WHAT TO DO:
Print out the full material below, exact in every line, with no images included.

INPUT DATA:
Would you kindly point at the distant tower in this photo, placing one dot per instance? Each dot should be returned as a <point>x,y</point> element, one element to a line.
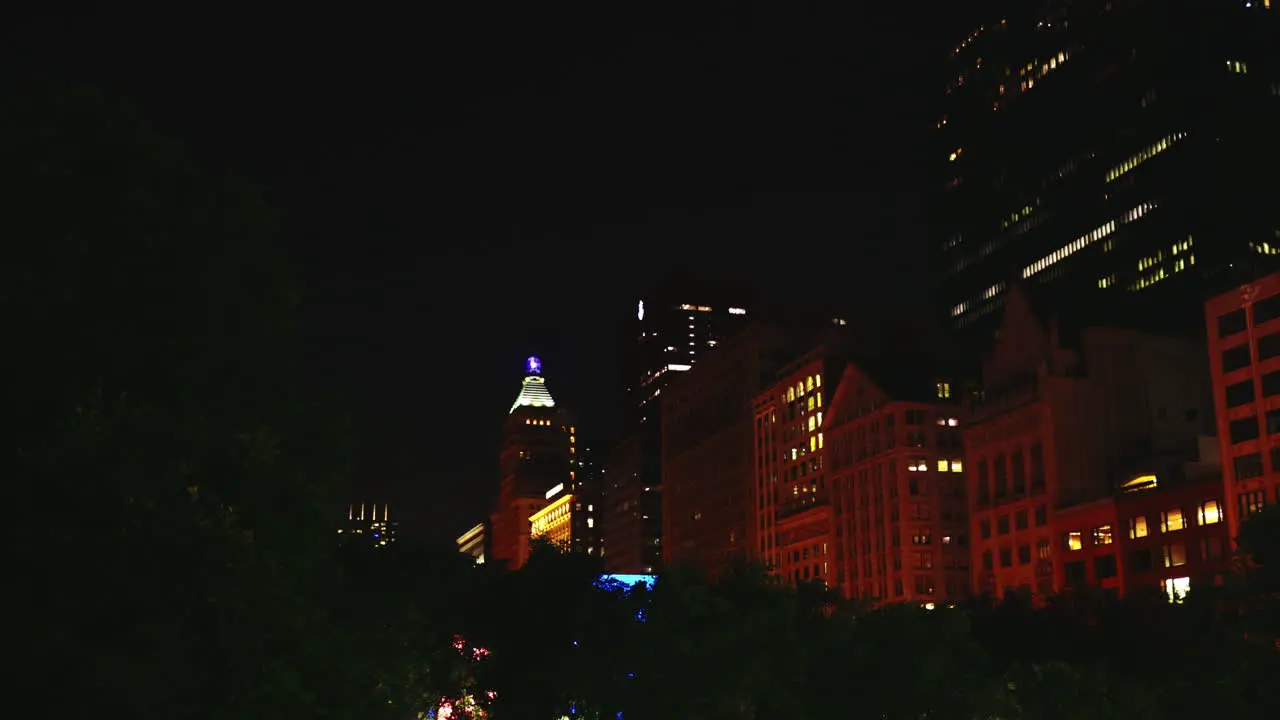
<point>368,524</point>
<point>535,465</point>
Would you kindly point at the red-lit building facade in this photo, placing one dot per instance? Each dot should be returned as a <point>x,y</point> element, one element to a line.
<point>708,459</point>
<point>535,465</point>
<point>1061,410</point>
<point>895,466</point>
<point>794,522</point>
<point>1244,365</point>
<point>1164,529</point>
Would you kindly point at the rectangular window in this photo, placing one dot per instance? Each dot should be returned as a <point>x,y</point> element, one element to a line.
<point>1138,527</point>
<point>1102,534</point>
<point>1239,393</point>
<point>1235,358</point>
<point>1171,520</point>
<point>1266,309</point>
<point>1251,502</point>
<point>1175,555</point>
<point>1247,465</point>
<point>1037,461</point>
<point>1243,429</point>
<point>1232,323</point>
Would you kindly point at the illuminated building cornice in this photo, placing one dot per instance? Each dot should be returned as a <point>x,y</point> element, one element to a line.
<point>533,391</point>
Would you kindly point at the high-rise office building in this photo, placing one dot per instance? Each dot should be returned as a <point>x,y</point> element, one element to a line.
<point>671,335</point>
<point>671,329</point>
<point>1110,150</point>
<point>535,465</point>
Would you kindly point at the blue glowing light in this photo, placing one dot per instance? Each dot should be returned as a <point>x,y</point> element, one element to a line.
<point>627,580</point>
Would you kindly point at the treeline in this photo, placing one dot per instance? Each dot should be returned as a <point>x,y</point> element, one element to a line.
<point>170,484</point>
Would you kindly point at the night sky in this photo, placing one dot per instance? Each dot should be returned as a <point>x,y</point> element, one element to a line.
<point>466,187</point>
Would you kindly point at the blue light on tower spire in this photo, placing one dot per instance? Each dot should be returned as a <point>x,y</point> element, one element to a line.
<point>533,391</point>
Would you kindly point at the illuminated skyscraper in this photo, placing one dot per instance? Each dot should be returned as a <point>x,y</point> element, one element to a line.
<point>539,473</point>
<point>670,336</point>
<point>1110,151</point>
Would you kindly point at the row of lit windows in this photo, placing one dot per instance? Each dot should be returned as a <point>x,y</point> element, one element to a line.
<point>1088,238</point>
<point>945,465</point>
<point>1031,73</point>
<point>986,295</point>
<point>1170,520</point>
<point>1016,215</point>
<point>808,384</point>
<point>1183,259</point>
<point>1144,154</point>
<point>1070,249</point>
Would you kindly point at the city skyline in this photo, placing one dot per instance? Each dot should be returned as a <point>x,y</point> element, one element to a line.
<point>544,153</point>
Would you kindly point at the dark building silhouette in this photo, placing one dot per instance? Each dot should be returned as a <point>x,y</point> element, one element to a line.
<point>475,543</point>
<point>1111,150</point>
<point>708,451</point>
<point>586,482</point>
<point>631,509</point>
<point>1066,400</point>
<point>670,331</point>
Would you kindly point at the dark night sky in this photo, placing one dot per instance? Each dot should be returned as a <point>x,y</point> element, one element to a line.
<point>464,190</point>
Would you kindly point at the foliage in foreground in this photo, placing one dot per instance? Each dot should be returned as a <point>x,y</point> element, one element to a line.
<point>170,484</point>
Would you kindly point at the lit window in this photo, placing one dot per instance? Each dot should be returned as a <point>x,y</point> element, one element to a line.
<point>1210,513</point>
<point>1176,588</point>
<point>1138,527</point>
<point>1171,520</point>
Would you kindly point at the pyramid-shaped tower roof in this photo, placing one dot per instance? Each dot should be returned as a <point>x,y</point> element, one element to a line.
<point>533,390</point>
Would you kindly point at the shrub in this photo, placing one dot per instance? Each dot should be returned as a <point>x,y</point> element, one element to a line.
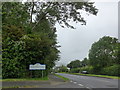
<point>111,70</point>
<point>75,70</point>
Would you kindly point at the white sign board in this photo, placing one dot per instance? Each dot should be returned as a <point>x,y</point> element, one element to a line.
<point>37,66</point>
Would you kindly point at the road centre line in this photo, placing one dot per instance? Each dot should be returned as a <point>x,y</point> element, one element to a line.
<point>74,82</point>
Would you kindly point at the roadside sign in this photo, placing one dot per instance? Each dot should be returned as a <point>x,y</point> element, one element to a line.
<point>37,66</point>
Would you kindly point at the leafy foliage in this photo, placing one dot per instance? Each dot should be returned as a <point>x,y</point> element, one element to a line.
<point>27,41</point>
<point>103,53</point>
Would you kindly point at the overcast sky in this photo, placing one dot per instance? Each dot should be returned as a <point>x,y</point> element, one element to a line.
<point>75,44</point>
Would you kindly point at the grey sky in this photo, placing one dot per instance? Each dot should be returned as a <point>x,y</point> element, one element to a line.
<point>75,44</point>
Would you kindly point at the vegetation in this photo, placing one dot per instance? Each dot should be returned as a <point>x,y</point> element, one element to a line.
<point>103,58</point>
<point>29,35</point>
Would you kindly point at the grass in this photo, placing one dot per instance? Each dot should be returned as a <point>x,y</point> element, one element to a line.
<point>64,78</point>
<point>104,76</point>
<point>26,79</point>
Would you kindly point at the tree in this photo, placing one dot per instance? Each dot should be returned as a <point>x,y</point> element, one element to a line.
<point>61,12</point>
<point>27,41</point>
<point>102,53</point>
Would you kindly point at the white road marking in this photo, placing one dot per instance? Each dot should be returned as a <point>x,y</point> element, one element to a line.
<point>80,84</point>
<point>74,82</point>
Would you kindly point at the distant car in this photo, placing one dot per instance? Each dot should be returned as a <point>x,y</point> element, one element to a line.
<point>84,72</point>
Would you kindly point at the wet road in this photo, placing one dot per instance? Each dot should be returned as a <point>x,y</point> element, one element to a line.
<point>91,82</point>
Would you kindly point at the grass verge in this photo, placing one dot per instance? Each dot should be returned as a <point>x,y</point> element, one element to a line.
<point>27,79</point>
<point>64,78</point>
<point>104,76</point>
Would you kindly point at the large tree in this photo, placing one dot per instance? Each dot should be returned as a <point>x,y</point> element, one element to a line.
<point>27,40</point>
<point>103,53</point>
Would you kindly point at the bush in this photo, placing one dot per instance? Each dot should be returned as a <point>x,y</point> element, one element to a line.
<point>75,70</point>
<point>111,70</point>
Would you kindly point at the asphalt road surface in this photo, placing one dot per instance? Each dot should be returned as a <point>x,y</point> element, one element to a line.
<point>90,82</point>
<point>75,81</point>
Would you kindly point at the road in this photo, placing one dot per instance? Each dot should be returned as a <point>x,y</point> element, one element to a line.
<point>75,81</point>
<point>90,82</point>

RESULT OF THE EXERCISE:
Would you kindly point at the distant tower in this photo, placing one dot per instance? Each dot should be returned as a <point>x,y</point> element, one element to a line.
<point>368,524</point>
<point>535,465</point>
Would you kindly point at the red-lit building facade in this photo, placing one dot per instance? Each dot should be returned as a <point>x,y</point> element, one element to a line.
<point>708,459</point>
<point>535,465</point>
<point>1061,410</point>
<point>895,466</point>
<point>794,522</point>
<point>1244,365</point>
<point>1164,529</point>
Would you kindly point at the rectangular window in this photo, placing one dot per instance? Each dot should be returned as a <point>x,y</point> element, one element to a line.
<point>1138,527</point>
<point>1102,534</point>
<point>1239,393</point>
<point>1235,358</point>
<point>1171,520</point>
<point>1266,309</point>
<point>1251,502</point>
<point>1175,555</point>
<point>1247,465</point>
<point>1037,461</point>
<point>1243,429</point>
<point>1232,323</point>
Would you kindly point at the illuminated building cornice in this photo, placing one dot per instance? Each dot should be returned as a <point>x,y</point> element, one element to a line.
<point>533,391</point>
Would you kindly point at the high-rise office building in this photo, placing one dot per instance? Each dot should be returned as a <point>x,y</point> element, one element to a line.
<point>671,335</point>
<point>671,329</point>
<point>1110,150</point>
<point>535,465</point>
Would you kindly point at the blue glowing light in this photo, placing one dot per instance? Each dot should be returned as a <point>x,y</point> element, one element to a line.
<point>627,580</point>
Would you kindly point at the treeline in this photo, placing one dot per instance? Each dot should be returned as a <point>x,y</point> element, one element to a line.
<point>170,484</point>
Would you kindly point at the night sky in this photo, placing one dot per instance? Each dot should be returned as a <point>x,y</point> element, one element to a line.
<point>466,187</point>
Would you kindly point at the blue light on tower spire in this photo, placing one dot per instance? Each dot should be returned as a <point>x,y</point> element, one element to a line.
<point>533,391</point>
Would you kindly point at the illuminated skyscraper in this photo, placing one dot per instance? Each dot should be returned as a <point>x,y</point> element, one element to a line.
<point>539,473</point>
<point>670,336</point>
<point>1110,151</point>
Would you kindly point at the row of lit windows in this photo, placing one dot per instance? Each dot should be returned as a <point>x,y</point> element, one element to a line.
<point>1088,238</point>
<point>945,465</point>
<point>1031,73</point>
<point>986,295</point>
<point>1170,520</point>
<point>1016,215</point>
<point>808,384</point>
<point>1183,259</point>
<point>1144,154</point>
<point>1070,249</point>
Would you kindly point at the city skyline in this photo, placing one dot per instance? Each dot should be returned as a <point>x,y</point> element, one element to a line.
<point>544,153</point>
Would you kindly point at the dark building silhouette in this photo, placing one dot per instance? Each dot should be returned as a <point>x,y</point> element, one element to a line.
<point>475,543</point>
<point>1111,150</point>
<point>708,451</point>
<point>586,482</point>
<point>631,509</point>
<point>1066,400</point>
<point>670,331</point>
Would you kindly point at the dark night sky in this photo, placing one dot per instance? Each dot should be returned as a <point>x,y</point> element, one element to a line.
<point>464,190</point>
Would you kindly point at the foliage in foreground in this photo, placing one dot per instance? Each dot should be returned as a <point>x,y</point> element, one element to a line.
<point>170,484</point>
Would you kindly point at the lit window in this photo, placing one dot per instance? Each dot should be returned as a <point>x,y</point> element, one element to a line.
<point>1210,513</point>
<point>1176,588</point>
<point>1138,527</point>
<point>1171,520</point>
Would you kindly point at the pyramid-shaped tower roof in this photo, placing one dot per instance? Each dot should be returned as a <point>x,y</point> element, one element to a line.
<point>533,390</point>
Would you kindly point at the shrub in this photo, placing one dot per instance? Each dot should be returned as a <point>x,y</point> element, one element to a line.
<point>111,70</point>
<point>75,70</point>
Would you kindly point at the white sign board in this photo, placing one dot per instance? Each dot should be returned as a <point>x,y</point> element, one element to a line.
<point>37,66</point>
Would you kindly point at the road centre line in this photo, placing one dot per instance? Each dot should be returned as a <point>x,y</point> element, one element to a line.
<point>74,82</point>
Would you kindly point at the roadside sign in this photo, placing one dot per instance? Each dot should be returned as a <point>x,y</point> element, one element to a line.
<point>37,66</point>
Would you kindly point at the leafy foliage in this photo, placing one dot per instance? Each dot should be returned as a <point>x,y</point> element, one element to a line.
<point>27,41</point>
<point>103,53</point>
Would you kindly point at the overcast sky in this photo, placing one dot per instance? Each dot should be returned as a <point>x,y</point> element, one element to a line.
<point>75,44</point>
Would you kindly point at the grey sky in this photo, placing one dot per instance? Each dot should be returned as a <point>x,y</point> element, one element to a line.
<point>75,44</point>
Would you kindly point at the vegetation in this photo, placing one dot per instance? Each dot should be returned as a <point>x,y</point> element, one element to a line.
<point>103,58</point>
<point>29,35</point>
Would you kindly point at the grass in this photo, placing one dot per instance? Each dot should be returned as a <point>x,y</point> element, one element to a line.
<point>64,78</point>
<point>104,76</point>
<point>26,79</point>
Would you kindly point at the tree in this photo, placing one dot per instance? Each dot should be returned as a <point>x,y</point> element, one element to a line.
<point>61,12</point>
<point>27,41</point>
<point>102,53</point>
Would you kindly point at the white road marking in this photo, placing one dot per instance? Each dot should be returned as a <point>x,y</point> element, one element to a line.
<point>80,84</point>
<point>74,82</point>
Would you kindly point at the distant car in this photo, placing one dot per instance? Each dot should be returned as a <point>x,y</point> element, one element to a line.
<point>84,72</point>
Would you kindly point at the wet road in this photo, placing one dot per instance? Each dot should be returned as a <point>x,y</point> element, one element to a line.
<point>91,82</point>
Would you kindly point at the grass verge in this photo, placing one dot per instance? Each dot should be returned as a <point>x,y</point> element, one element to a line.
<point>27,79</point>
<point>64,78</point>
<point>104,76</point>
Would you kindly point at the large tree in this photo, placing one dot per instance? Each dot should be returned as a <point>x,y</point> element, one element to a line.
<point>27,40</point>
<point>103,53</point>
Would you kindly point at the bush in this photo, placing one dot per instance? Each dot should be returned as a <point>x,y</point> element, one element to a line.
<point>75,70</point>
<point>111,70</point>
Would you kindly point at the asphalt road surface in this photo, placing one dot per instance? Each dot should be returned as a <point>x,y</point> element, one element to a line.
<point>90,82</point>
<point>75,81</point>
Would you kindly point at the road in this photo, placing one dot per instance? Each dot should be returned as a <point>x,y</point> element, one element to a line.
<point>75,81</point>
<point>90,82</point>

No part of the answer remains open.